Work to do: Put every line of the entries below into a JSON list of strings, one string per line and no blank lines. Omit the pictures.

Stored dataset entries:
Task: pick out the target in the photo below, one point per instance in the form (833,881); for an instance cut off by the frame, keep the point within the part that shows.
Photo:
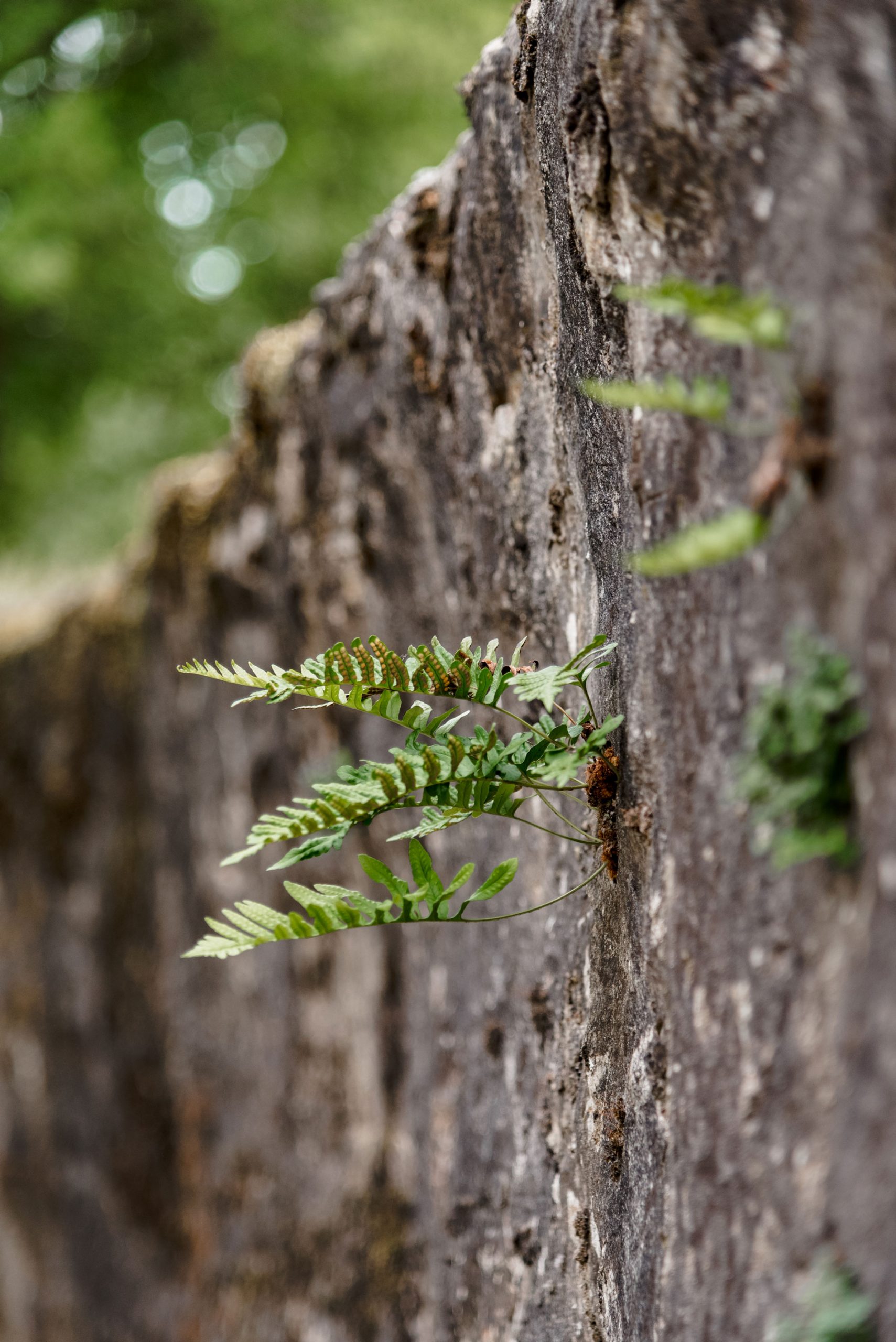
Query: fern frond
(372,679)
(337,909)
(721,313)
(706,399)
(703,545)
(545,685)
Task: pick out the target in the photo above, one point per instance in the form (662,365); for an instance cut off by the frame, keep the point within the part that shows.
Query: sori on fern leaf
(447,776)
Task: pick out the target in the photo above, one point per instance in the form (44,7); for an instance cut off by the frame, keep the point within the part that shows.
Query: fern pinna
(450,777)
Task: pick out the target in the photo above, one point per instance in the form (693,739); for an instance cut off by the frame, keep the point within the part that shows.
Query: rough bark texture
(640,1114)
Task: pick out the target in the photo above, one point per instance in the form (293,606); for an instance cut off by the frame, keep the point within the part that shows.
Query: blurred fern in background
(174,176)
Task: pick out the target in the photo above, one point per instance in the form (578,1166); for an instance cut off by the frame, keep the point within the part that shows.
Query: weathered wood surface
(640,1114)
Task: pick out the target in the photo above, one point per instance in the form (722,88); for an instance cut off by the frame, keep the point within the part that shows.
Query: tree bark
(635,1117)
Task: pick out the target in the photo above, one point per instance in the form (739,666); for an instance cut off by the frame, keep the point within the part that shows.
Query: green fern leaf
(703,545)
(707,399)
(721,313)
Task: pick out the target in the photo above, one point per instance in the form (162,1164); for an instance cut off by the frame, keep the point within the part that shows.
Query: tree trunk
(633,1117)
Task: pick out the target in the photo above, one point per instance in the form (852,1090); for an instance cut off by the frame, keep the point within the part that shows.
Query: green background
(107,364)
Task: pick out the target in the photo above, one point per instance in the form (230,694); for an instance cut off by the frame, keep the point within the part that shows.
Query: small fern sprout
(446,776)
(726,316)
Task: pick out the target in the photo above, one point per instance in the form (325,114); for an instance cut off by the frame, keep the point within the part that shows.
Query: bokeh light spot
(214,274)
(187,204)
(81,41)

Task output:
[
  "Task: pick out the target in the photo below, one point per instance in the form (833,881); for an instance cut off by the frame, keep the point within the part that shows.",
  "Photo:",
  "Query: fern frond",
  "(372,679)",
  "(337,909)",
  "(721,313)",
  "(706,399)",
  "(703,545)",
  "(545,685)",
  "Task: pick out the target in the photo above, one point per instance in the form (662,365); for an instance cut off by the frame, keep the point within the part that shows.",
  "Query: sori on fern leaf",
  "(447,776)",
  "Task: pick out the target in the photo above, one point per instance in the form (44,7); for an instance cut off by the frame, keep the point within the part that shows.",
  "Query: fern pinna",
  "(450,777)",
  "Task: pick out the target in the photo above, one point per instance in the form (693,739); for an instance cut off by the frame, keep the point within the part that shows.",
  "Query: rough bark texture",
  "(640,1114)",
  "Task: pick out the target in the photo above, one point per instance in the form (293,606); for an instance cut off by the frame, keep the point within the part that shows.",
  "Query: blurred fern in background",
  "(174,176)",
  "Task: pick out the target in the photo above, one point per instance in the form (578,1166); for an instance cut off by the frame, keep the point within the part that shows.",
  "Query: weathered wood surface",
  "(640,1114)",
  "Task: pick out the target in the photo above, one point per instance in the form (722,88); for an instance cut off by the frame, keep the point within the part that shows.",
  "Query: tree bark",
  "(635,1117)",
  "Task: pick out the target in the photo above, one point per instance in the form (739,666); for an instance cut off by the frame, keep the point within the part that shows.",
  "Query: green fern leaf",
  "(703,545)",
  "(707,399)",
  "(721,313)",
  "Task: pick out the target in the photo above, one point per instance in the form (162,1164); for an instance cut off by the frame, keep the point within the part that shows.",
  "Query: tree trunk",
  "(633,1117)",
  "Task: pick out the target in the photo above, one point per instance in the form (852,1090); for an instance cut off by the frame, keep the point within the part that shows.",
  "Query: green background",
  "(107,364)",
  "Task: pick out the target in the photo above, one point per instance in the form (230,694); for an instance cut off by the frame, keep the point within the part that shows.",
  "Query: small fern sprout",
  "(446,776)",
  "(726,316)",
  "Task: pick out the target in the photo above, one point per instance in the form (325,114); for an instance cut off by the frame, keep the point within the part that shows.",
  "Query: bokeh light spot",
  "(214,274)",
  "(187,204)",
  "(81,41)"
]